▶ WHAT THIS TASK INVOLVES: Using the entries below, quote exactly the span of lines that begins with the line containing "Each instance of the purple lsu" and ends with the final line.

::::::

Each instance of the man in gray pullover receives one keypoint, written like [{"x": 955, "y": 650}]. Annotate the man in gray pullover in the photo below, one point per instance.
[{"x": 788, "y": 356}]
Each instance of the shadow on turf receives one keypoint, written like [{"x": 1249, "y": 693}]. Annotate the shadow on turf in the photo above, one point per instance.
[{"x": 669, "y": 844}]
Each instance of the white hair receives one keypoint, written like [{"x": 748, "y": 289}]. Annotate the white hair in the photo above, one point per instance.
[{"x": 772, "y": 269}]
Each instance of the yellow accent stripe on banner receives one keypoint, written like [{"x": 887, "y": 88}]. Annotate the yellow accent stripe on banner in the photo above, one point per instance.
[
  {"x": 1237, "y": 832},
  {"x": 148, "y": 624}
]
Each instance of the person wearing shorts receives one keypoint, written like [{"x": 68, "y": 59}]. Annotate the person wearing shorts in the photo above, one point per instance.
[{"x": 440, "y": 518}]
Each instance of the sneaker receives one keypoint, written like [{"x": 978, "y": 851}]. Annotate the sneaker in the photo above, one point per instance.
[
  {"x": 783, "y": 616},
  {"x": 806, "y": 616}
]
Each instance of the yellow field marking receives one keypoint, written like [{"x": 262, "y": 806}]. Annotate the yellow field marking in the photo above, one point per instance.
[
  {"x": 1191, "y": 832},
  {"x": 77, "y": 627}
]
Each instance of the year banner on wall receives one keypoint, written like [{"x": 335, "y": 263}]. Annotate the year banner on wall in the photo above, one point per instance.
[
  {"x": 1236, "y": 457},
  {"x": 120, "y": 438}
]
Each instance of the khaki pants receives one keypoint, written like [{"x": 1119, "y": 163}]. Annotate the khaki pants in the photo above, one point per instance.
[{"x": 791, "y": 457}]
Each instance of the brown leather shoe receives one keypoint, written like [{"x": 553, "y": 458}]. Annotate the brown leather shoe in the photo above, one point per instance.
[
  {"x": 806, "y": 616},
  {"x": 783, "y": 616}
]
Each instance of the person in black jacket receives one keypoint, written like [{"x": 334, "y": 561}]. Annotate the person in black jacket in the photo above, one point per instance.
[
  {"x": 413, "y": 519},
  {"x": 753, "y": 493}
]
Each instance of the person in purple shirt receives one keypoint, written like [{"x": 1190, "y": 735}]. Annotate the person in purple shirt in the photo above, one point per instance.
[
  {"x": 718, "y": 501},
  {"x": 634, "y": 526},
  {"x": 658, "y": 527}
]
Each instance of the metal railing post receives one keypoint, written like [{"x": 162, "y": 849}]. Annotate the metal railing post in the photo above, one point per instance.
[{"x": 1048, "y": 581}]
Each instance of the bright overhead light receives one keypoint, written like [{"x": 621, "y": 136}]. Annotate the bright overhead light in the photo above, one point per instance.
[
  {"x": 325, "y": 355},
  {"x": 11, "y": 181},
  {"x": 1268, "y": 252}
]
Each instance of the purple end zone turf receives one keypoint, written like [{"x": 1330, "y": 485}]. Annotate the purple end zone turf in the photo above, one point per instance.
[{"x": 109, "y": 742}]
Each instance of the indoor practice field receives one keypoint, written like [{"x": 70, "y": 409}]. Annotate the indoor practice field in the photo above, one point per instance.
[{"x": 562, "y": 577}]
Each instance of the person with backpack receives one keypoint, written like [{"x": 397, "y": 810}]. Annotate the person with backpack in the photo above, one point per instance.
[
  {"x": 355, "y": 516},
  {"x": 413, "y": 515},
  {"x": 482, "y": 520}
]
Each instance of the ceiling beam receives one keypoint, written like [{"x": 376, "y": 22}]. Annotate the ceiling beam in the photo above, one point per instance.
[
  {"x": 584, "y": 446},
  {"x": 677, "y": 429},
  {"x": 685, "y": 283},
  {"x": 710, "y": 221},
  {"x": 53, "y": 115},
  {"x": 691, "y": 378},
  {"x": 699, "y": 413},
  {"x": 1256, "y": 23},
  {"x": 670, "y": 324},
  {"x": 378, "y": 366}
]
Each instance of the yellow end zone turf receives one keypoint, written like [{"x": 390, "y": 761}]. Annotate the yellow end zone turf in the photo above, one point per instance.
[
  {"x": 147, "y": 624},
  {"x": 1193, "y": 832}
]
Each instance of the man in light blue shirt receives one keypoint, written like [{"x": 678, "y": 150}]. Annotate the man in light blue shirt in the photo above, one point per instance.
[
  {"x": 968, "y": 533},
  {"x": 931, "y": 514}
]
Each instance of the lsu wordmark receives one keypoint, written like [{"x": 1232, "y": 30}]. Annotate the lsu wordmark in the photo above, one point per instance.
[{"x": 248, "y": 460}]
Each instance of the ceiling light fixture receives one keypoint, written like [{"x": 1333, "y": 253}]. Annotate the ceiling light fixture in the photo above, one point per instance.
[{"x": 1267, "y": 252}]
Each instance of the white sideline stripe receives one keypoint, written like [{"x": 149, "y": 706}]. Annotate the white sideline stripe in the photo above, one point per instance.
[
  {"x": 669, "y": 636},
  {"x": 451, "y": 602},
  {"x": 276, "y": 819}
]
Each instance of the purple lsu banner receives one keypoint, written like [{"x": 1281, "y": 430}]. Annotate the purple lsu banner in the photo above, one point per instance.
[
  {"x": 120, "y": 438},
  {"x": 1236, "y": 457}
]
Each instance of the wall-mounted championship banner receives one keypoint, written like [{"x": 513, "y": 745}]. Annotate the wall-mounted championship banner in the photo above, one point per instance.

::::::

▶ RESULT BELOW:
Each instance of the purple lsu banner receives one keypoint, written like [{"x": 1281, "y": 430}]. Annotate the purple lsu banner in the photo above, one point per instance.
[
  {"x": 120, "y": 438},
  {"x": 1236, "y": 457}
]
Each instance of the wall-mounted championship banner receives one keypoint, written like [{"x": 513, "y": 745}]. Annotate the wall-mounted championship banner in the photo above, one point per instance.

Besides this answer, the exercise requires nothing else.